-- START OF The input --

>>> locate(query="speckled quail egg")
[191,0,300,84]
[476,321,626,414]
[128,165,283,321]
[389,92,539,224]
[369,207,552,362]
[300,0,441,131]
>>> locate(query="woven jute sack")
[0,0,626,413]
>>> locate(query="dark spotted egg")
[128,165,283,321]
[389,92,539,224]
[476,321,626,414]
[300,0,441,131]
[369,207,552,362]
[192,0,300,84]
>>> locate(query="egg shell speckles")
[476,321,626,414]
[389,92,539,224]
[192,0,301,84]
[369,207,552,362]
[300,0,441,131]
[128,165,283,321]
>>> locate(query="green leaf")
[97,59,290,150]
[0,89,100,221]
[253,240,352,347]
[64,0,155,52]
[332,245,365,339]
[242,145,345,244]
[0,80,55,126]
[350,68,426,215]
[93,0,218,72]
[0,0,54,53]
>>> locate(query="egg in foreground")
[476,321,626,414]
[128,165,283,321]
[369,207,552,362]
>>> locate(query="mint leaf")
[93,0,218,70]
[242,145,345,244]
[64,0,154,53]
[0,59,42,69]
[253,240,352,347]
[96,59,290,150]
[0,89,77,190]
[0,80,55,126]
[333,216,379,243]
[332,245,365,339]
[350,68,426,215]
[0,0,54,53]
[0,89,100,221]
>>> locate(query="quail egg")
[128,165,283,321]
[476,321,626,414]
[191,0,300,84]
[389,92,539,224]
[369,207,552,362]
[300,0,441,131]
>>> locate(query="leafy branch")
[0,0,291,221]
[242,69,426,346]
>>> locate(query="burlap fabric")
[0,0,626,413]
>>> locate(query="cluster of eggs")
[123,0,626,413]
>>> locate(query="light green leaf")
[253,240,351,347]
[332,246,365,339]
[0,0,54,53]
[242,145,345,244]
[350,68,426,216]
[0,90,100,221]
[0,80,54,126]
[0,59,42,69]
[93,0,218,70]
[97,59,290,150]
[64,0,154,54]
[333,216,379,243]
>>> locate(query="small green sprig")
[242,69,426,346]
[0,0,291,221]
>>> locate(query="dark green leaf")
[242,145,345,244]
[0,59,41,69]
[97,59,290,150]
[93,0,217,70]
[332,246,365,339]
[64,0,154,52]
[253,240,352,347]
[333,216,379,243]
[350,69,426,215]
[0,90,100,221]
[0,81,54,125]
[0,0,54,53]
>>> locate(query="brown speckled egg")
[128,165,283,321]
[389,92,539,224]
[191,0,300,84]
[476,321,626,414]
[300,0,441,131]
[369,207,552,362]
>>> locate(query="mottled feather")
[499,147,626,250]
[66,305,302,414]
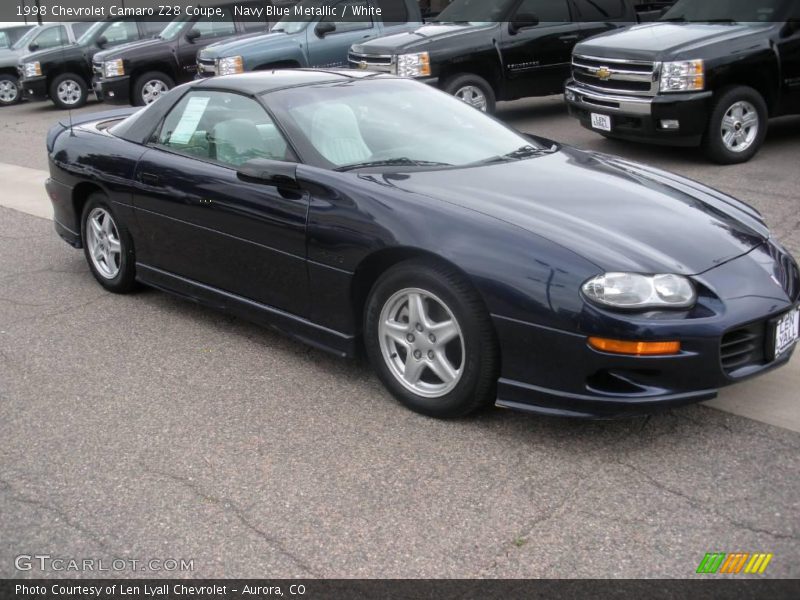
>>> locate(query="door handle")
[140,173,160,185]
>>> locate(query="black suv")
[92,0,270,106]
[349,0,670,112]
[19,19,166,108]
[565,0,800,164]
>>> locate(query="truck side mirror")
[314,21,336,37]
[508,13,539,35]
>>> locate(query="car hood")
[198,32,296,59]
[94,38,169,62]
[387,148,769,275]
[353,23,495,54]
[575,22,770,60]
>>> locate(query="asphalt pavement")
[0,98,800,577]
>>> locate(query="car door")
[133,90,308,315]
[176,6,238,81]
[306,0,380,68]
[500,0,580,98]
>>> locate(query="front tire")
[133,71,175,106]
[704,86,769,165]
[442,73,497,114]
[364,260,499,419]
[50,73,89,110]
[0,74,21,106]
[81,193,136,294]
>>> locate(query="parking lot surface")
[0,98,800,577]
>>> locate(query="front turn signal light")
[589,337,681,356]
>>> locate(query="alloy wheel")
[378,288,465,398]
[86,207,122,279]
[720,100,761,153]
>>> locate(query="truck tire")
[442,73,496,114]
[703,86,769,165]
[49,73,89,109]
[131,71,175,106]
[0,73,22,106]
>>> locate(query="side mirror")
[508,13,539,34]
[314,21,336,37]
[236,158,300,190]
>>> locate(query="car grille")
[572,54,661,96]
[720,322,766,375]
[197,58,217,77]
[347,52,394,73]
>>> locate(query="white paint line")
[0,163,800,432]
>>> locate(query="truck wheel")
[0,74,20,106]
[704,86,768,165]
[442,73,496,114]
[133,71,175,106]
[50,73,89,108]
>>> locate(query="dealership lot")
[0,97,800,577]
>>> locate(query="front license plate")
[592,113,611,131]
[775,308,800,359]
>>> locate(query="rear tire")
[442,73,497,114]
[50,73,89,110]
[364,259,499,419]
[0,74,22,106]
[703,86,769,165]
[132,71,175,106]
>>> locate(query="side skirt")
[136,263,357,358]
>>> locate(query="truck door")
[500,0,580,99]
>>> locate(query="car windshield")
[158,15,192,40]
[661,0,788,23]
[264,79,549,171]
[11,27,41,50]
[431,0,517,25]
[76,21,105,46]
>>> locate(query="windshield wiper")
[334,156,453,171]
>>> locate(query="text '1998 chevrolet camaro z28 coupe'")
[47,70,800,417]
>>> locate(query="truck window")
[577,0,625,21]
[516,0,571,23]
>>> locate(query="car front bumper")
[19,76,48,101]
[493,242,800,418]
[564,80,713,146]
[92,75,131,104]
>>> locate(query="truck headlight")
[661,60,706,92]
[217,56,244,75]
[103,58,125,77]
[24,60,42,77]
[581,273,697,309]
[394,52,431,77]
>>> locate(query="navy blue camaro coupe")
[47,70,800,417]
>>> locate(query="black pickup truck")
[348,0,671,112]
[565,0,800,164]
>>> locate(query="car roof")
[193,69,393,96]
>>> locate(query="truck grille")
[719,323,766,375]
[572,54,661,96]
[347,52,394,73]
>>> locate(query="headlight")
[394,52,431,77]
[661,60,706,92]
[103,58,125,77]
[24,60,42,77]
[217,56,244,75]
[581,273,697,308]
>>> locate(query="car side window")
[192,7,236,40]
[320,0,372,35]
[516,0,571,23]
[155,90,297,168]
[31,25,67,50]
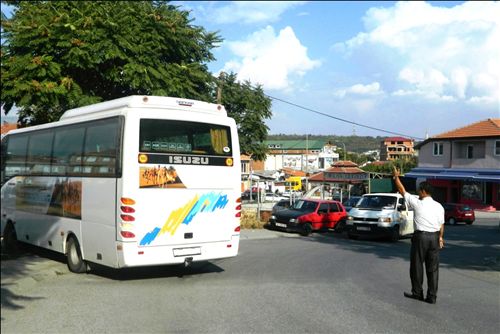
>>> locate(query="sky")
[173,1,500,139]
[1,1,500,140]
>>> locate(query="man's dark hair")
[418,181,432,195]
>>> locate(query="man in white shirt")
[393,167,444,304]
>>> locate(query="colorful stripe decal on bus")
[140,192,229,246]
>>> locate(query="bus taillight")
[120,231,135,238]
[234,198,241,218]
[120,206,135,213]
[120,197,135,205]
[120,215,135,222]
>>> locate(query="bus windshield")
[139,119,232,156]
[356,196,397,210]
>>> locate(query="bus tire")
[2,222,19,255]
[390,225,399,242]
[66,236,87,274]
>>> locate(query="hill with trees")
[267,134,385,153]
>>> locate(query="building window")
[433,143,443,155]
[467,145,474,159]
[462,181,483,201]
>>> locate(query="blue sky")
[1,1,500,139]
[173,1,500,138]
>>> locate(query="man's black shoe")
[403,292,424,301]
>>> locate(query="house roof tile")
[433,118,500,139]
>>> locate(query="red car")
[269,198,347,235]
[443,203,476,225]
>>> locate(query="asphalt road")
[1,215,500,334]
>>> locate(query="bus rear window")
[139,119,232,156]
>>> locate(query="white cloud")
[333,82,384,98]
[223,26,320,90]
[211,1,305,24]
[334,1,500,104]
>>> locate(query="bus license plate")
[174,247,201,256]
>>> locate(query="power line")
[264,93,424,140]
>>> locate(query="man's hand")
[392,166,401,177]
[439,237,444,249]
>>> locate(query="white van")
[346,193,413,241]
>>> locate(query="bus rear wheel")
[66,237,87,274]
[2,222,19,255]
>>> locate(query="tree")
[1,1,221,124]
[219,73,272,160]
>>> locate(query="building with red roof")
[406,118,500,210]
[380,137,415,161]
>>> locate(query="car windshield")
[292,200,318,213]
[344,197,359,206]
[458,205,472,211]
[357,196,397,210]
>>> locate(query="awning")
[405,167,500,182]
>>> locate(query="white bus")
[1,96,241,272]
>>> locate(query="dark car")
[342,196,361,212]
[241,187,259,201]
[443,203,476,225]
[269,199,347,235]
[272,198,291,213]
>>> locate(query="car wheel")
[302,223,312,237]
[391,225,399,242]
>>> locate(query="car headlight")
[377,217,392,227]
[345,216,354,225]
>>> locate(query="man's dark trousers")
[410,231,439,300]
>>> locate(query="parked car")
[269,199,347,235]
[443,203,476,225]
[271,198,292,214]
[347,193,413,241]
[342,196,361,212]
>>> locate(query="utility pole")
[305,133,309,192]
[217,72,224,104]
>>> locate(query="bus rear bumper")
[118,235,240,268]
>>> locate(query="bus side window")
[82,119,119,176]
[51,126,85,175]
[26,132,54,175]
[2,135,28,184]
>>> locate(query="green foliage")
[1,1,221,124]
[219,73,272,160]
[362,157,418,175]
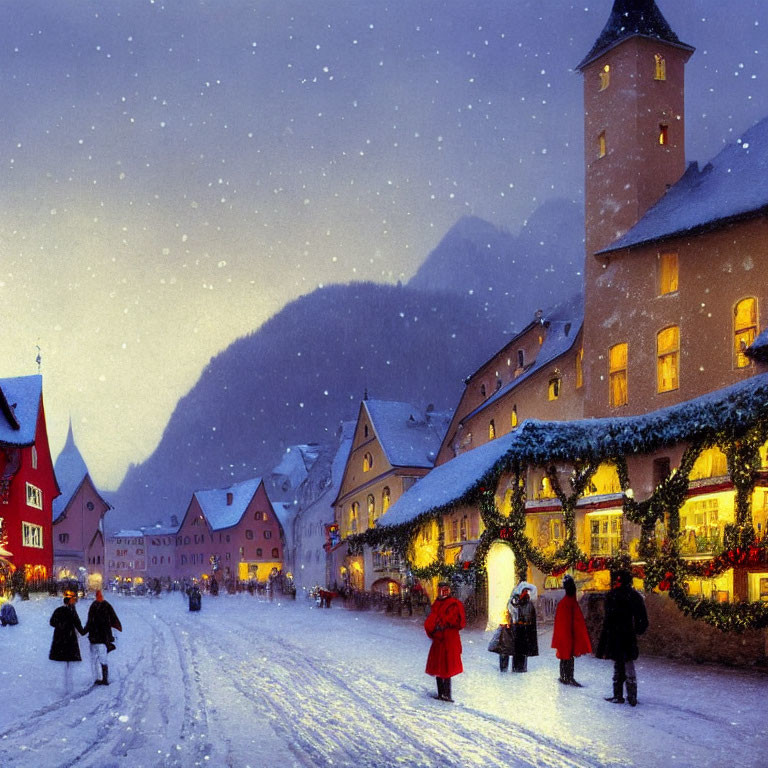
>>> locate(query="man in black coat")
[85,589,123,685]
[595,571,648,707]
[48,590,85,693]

-- END OF The input --
-- START OF The input --

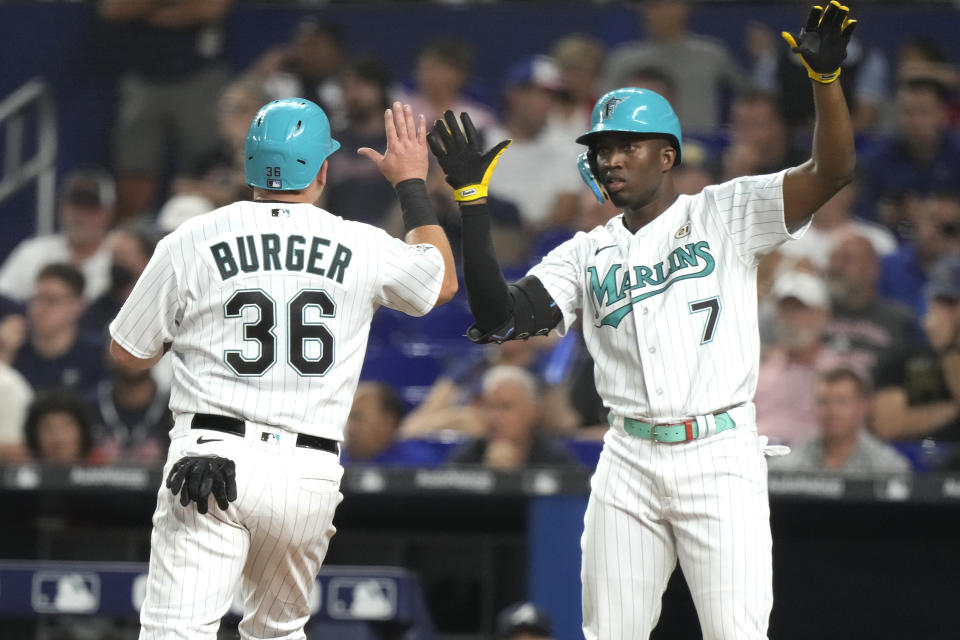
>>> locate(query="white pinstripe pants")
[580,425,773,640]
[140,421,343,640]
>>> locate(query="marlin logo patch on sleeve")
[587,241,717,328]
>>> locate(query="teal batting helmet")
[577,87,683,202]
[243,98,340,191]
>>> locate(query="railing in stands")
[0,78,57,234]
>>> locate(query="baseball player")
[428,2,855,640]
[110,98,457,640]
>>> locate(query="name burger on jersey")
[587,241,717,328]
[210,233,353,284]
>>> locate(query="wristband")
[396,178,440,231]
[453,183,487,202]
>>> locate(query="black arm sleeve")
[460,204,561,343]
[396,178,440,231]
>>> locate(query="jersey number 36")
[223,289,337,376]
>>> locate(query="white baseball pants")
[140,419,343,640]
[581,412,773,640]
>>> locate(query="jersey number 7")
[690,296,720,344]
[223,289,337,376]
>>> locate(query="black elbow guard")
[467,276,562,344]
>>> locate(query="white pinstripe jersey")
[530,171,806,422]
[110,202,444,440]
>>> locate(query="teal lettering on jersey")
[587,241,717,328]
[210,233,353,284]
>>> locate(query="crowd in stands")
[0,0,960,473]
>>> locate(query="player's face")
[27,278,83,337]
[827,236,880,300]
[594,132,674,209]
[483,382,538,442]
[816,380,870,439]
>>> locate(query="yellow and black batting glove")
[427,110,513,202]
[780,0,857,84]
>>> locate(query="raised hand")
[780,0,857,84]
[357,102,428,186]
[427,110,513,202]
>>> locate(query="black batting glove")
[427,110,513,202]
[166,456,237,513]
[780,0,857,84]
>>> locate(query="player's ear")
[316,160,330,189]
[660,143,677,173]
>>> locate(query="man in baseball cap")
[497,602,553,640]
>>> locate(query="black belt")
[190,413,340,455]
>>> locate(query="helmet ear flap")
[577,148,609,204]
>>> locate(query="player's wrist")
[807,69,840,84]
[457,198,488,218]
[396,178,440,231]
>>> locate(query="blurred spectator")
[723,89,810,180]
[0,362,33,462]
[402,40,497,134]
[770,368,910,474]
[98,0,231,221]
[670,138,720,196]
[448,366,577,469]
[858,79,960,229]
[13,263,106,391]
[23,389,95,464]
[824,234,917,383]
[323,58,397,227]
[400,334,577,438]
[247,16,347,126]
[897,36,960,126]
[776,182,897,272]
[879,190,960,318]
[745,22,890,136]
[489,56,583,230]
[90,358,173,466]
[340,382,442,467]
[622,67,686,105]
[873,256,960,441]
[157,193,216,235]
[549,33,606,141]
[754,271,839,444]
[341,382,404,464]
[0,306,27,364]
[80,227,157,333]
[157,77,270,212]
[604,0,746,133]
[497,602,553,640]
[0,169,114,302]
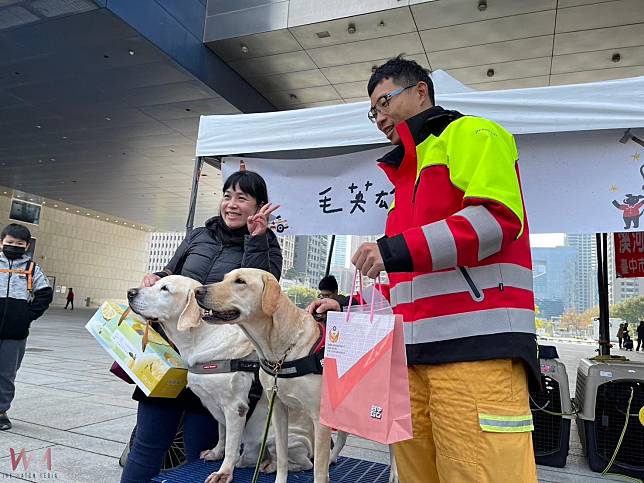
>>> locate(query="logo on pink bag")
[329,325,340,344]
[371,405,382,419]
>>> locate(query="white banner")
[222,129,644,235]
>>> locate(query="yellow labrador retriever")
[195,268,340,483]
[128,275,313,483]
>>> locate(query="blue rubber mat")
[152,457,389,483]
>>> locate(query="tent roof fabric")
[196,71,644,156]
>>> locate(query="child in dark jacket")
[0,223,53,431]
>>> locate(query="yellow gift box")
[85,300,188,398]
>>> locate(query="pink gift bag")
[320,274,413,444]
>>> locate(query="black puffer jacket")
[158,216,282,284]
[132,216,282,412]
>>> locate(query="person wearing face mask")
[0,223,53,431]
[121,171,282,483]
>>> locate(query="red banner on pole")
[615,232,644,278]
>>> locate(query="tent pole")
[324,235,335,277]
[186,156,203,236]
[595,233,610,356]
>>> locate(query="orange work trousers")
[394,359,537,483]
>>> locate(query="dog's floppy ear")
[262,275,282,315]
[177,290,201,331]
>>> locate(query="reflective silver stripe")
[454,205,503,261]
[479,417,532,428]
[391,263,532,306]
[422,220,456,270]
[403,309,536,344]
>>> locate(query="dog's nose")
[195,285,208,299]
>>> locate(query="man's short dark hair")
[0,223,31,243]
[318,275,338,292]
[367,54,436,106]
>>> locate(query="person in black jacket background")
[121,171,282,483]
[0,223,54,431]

-- END OF The input --
-- START OF The input --

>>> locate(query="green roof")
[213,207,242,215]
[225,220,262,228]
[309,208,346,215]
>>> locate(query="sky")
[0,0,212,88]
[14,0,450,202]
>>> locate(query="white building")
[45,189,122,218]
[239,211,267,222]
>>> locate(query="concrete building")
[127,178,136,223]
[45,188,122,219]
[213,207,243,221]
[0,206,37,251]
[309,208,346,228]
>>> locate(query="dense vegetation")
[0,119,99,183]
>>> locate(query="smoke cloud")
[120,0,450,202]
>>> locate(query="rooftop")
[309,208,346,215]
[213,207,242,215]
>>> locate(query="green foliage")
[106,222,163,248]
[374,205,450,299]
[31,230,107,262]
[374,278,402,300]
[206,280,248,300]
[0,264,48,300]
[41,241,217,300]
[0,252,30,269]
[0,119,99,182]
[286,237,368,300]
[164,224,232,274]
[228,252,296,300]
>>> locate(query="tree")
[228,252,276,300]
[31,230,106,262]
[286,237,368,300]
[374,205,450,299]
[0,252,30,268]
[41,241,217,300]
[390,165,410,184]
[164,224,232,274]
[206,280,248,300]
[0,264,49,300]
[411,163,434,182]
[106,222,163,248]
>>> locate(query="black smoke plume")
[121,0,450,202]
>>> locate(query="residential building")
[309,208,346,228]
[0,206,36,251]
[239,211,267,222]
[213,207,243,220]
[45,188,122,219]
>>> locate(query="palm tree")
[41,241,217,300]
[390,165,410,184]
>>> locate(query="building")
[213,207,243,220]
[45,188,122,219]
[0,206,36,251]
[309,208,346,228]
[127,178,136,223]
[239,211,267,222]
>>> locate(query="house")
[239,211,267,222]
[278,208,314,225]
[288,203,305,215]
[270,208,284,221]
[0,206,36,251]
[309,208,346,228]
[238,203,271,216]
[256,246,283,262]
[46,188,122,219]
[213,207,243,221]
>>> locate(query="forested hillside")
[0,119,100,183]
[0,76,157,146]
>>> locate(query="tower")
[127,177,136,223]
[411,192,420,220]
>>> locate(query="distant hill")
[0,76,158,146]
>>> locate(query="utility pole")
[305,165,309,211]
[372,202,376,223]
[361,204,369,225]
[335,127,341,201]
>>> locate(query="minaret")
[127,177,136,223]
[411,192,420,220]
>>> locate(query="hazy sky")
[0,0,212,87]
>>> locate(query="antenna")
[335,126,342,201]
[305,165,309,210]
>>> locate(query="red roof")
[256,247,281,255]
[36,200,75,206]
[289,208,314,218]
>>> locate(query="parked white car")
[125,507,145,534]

-- END OF The input --

- [Problem to solve]: Return the lines of the records unchanged, starting at the line that contains "in black jacket" and stopping after the line that contains "[0,223,54,431]".

- [Expected answer]:
>>> locate(query="person in black jacket background")
[121,171,282,483]
[0,223,54,431]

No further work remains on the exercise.